■ **任务说明**:
请把下文关于观点摘要的节选中以“在现实场景中，如政治观点摘要”开头、到“法的可靠评估与开发贡献力量。”为止的部分重写一遍，并将其中的“重排序”替换为“重新排序”。

■ **阅读节选**:
########################################

基于重排序的生成方法实现无偏视角摘要

摘要

在现实场景中，如政治观点摘要生成，确保无偏见的摘要输出仍是大型语言模型（LLMs）的关键应用之一。然而，现有的评估框架依赖传统指标来衡量覆盖率、忠实度等关键属性，却未验证这些指标的适用性，且改进摘要生成方法的研究尚处于起步阶段。我们通过以下两点填补了这一空白：（1）确立衡量观点摘要质量的可靠指标，（2）探索超越零样本推理的LLM方法效能。具体而言，我们构建了一个基于人工标注的测试集以评估指标可靠性，结果显示传统指标表现逊色于基于语言模型的评价指标，后者展现出强大的评估能力。利用这些指标，我们发现基于重排序的方法取得了显著效果，而结合合成生成数据与重排序标注数据进行偏好调优，则进一步提升了性能。我们的研究成果旨在为观点摘要方法的可靠评估与开发贡献力量。

English

Generating unbiased summaries in real-world settings such as political perspective summarization remains a crucial application of Large Language Models (LLMs). Yet, existing evaluation frameworks rely on traditional metrics for measuring key attributes such as coverage and faithfulness without verifying their applicability, and efforts to develop improved summarizers are still nascent. We address these gaps by (1) identifying reliable metrics for measuring perspective summary quality, and (2) investigating the efficacy of LLM-based methods beyond zero-shot inference. Namely, we build a test set for benchmarking metric reliability using human annotations and show that traditional metrics underperform compared to language model-based metrics, which prove to be strong evaluators. Using these metrics, we show that reranking-based methods yield strong results, and preference tuning with synthetically generated and reranking-labeled data further boosts performance. Our findings aim to contribute to the reliable evaluation and development of perspective summarization methods.

########################################

数据集记录:
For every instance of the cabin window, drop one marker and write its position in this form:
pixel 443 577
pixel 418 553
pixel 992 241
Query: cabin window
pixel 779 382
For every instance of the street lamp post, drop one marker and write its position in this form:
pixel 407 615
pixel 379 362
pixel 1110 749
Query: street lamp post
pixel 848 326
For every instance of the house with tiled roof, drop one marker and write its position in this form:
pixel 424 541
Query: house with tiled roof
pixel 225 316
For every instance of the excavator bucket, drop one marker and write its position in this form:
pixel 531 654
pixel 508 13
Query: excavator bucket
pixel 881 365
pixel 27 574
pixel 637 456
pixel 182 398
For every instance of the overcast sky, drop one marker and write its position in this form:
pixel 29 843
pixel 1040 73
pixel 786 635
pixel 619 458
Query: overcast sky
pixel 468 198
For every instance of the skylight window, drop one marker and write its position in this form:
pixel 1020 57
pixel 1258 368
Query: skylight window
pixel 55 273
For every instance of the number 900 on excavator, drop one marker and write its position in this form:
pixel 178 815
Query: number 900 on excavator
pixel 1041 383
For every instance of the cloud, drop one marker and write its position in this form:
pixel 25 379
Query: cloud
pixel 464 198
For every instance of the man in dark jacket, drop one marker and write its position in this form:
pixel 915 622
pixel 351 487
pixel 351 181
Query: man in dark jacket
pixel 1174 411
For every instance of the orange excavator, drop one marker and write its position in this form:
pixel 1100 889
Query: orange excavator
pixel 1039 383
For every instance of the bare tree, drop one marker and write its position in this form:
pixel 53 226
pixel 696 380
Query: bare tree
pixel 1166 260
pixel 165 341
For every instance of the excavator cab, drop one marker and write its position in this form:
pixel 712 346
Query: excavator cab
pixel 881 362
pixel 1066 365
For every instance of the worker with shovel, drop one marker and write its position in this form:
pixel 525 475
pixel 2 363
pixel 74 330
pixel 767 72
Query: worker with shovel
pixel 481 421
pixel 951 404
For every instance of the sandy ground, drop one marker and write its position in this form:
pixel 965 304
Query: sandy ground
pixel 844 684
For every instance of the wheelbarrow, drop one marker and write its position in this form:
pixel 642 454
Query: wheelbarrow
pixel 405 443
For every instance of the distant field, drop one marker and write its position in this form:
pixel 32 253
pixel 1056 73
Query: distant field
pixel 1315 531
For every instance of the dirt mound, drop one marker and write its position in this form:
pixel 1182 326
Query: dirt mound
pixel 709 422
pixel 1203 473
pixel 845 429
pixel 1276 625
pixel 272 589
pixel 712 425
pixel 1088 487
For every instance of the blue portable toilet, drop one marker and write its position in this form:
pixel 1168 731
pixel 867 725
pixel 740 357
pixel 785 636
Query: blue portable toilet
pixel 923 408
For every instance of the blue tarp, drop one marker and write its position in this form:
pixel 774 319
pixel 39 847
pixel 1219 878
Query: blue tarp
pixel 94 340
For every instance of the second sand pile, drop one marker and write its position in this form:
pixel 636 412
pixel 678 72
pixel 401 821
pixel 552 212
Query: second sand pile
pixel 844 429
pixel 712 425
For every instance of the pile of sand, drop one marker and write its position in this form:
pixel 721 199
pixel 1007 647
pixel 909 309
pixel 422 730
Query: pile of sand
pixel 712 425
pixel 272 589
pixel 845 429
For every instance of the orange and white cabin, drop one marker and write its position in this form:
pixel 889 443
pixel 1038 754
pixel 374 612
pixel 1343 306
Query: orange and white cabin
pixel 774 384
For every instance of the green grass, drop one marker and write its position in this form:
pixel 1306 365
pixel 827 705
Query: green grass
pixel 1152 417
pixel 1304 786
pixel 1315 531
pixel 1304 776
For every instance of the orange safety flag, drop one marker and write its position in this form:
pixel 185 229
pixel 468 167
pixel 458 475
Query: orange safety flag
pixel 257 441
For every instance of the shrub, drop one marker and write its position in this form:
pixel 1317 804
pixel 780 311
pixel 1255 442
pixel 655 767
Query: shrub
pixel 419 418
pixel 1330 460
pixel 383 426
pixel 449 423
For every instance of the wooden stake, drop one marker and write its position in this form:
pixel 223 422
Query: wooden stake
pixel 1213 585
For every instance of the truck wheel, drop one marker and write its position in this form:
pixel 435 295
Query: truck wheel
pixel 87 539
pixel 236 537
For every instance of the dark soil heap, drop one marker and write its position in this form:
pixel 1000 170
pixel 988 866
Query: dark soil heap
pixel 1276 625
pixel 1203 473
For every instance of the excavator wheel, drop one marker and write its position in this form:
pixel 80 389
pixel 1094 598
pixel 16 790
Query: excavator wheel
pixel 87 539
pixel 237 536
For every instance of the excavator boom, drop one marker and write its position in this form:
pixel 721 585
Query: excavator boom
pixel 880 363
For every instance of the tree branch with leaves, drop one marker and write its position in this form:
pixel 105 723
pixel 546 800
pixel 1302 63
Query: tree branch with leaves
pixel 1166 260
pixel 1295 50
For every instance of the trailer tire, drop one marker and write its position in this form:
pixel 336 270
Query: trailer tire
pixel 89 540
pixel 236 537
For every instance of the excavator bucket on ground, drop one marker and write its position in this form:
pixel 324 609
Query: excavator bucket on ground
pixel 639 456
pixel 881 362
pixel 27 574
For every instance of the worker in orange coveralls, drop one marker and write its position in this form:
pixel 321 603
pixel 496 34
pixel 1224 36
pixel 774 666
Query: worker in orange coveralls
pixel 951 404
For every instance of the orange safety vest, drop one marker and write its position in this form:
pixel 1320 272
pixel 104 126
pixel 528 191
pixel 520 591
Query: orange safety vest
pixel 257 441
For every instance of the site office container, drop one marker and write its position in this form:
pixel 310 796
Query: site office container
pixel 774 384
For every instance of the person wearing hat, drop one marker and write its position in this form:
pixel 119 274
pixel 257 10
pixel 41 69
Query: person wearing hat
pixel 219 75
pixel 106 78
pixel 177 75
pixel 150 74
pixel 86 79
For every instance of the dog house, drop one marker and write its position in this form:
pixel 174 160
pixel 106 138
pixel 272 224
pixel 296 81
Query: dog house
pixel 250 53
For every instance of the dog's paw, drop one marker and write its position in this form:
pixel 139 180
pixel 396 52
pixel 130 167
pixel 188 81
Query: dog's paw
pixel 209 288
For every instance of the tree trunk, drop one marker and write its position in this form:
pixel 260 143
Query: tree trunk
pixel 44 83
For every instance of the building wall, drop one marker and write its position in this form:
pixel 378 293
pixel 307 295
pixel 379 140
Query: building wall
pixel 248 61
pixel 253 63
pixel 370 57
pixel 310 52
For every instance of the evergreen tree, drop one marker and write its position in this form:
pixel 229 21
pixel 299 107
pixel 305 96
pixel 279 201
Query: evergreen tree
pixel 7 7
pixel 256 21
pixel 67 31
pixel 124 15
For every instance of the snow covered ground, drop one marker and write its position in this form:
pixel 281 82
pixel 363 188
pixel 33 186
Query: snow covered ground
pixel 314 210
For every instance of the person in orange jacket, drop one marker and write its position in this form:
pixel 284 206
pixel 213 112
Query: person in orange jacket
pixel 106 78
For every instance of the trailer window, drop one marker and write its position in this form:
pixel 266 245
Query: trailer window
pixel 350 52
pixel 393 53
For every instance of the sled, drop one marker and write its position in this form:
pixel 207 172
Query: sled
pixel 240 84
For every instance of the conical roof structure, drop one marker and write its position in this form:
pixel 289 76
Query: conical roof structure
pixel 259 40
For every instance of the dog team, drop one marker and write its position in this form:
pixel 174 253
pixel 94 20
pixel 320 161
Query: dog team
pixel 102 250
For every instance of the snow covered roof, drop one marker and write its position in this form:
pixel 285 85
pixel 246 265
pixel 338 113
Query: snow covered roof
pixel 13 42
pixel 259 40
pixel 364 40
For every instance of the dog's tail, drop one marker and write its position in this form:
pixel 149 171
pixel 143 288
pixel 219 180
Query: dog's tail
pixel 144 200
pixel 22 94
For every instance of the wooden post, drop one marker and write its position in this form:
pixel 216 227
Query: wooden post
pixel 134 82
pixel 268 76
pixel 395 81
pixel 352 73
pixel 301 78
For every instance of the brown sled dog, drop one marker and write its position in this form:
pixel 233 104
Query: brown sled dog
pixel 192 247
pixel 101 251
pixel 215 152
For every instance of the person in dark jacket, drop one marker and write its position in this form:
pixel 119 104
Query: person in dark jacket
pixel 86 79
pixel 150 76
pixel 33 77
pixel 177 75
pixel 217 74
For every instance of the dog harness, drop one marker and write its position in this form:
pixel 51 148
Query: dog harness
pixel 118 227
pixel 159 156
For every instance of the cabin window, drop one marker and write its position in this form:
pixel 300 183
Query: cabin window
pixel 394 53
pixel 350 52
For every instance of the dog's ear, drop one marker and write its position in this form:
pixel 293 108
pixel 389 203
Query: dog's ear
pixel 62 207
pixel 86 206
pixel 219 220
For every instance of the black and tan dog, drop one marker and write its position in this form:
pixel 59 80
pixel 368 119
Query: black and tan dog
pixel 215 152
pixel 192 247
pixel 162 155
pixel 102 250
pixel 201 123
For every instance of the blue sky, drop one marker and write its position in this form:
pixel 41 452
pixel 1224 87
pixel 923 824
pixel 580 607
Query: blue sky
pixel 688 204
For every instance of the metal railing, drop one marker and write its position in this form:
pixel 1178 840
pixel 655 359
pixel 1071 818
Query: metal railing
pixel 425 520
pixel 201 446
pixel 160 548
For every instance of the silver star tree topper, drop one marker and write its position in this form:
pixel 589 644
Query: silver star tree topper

########################################

■ **参考答案**:
在现实场景中，如政治观点摘要生成，确保无偏见的摘要输出仍是大型语言模型（LLMs）的关键应用之一。然而，现有的评估框架依赖传统指标来衡量覆盖率、忠实度等关键属性，却未验证这些指标的适用性，且改进摘要生成方法的研究尚处于起步阶段。我们通过以下两点填补了这一空白：（1）确立衡量观点摘要质量的可靠指标，（2）探索超越零样本推理的LLM方法效能。具体而言，我们构建了一个基于人工标注的测试集以评估指标可靠性，结果显示传统指标表现逊色于基于语言模型的评价指标，后者展现出强大的评估能力。利用这些指标，我们发现基于重新排序的方法取得了显著效果，而结合合成生成数据与重新排序标注数据进行偏好调优，则进一步提升了性能。我们的研究成果旨在为观点摘要方法的可靠评估与开发贡献力量。